# [記録一覧]

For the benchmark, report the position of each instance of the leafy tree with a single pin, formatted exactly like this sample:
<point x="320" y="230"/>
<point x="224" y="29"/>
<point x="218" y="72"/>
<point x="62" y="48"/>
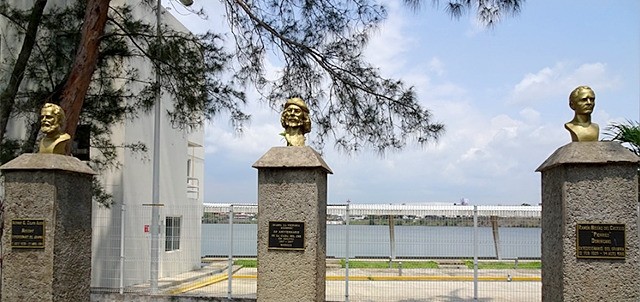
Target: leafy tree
<point x="320" y="42"/>
<point x="628" y="134"/>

# [作業内容]
上の記録の行をすべて一字一句変えずに出力してください。ただし、画像は含めないでください。

# [演習解答]
For the benchmark, report the position of each instance of the leafy tree with a single pin, formatted exactly like this sample:
<point x="320" y="230"/>
<point x="224" y="29"/>
<point x="218" y="72"/>
<point x="62" y="48"/>
Target: leafy tree
<point x="320" y="42"/>
<point x="628" y="134"/>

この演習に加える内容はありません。